■ **WHAT THE EXERCISE ASKS**:
Please copy the records below word for word, leaving out the pictures.

■ **AVAILABLE DATA**:
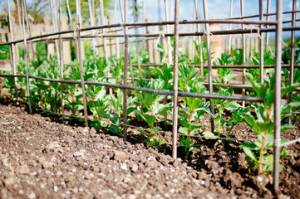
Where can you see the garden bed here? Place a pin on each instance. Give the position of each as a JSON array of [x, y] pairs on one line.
[[42, 159]]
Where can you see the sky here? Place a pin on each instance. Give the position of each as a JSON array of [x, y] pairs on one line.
[[216, 8]]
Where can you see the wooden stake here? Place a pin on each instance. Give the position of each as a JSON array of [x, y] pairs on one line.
[[12, 49], [79, 57], [210, 77], [175, 80], [126, 57], [26, 58]]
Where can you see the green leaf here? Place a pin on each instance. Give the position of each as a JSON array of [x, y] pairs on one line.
[[287, 127], [250, 120], [210, 136], [184, 131], [249, 153]]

■ **WRITTEN ANSWER**:
Where can you see the garden bed here? Place a pin on each instance. Give the position of each as a JSON array of [x, y] pairs on one line.
[[42, 159]]
Where can you see the sky here? Place a pin on each instance. Give the position of each as a JSON array of [x, y] pairs on one line.
[[216, 8]]
Where can you see the wooden stake here? Place a pin on each instance. Give the position of each as a JSON array of [x, y] pairs on one line.
[[12, 49], [79, 57], [210, 77], [175, 80], [126, 57], [26, 58]]
Where can you see the green leaf here? Place a pin on each instance. Give the position of each as a JSON array of [x, y] pairs on one line.
[[287, 127], [250, 120], [210, 136], [184, 131], [249, 153]]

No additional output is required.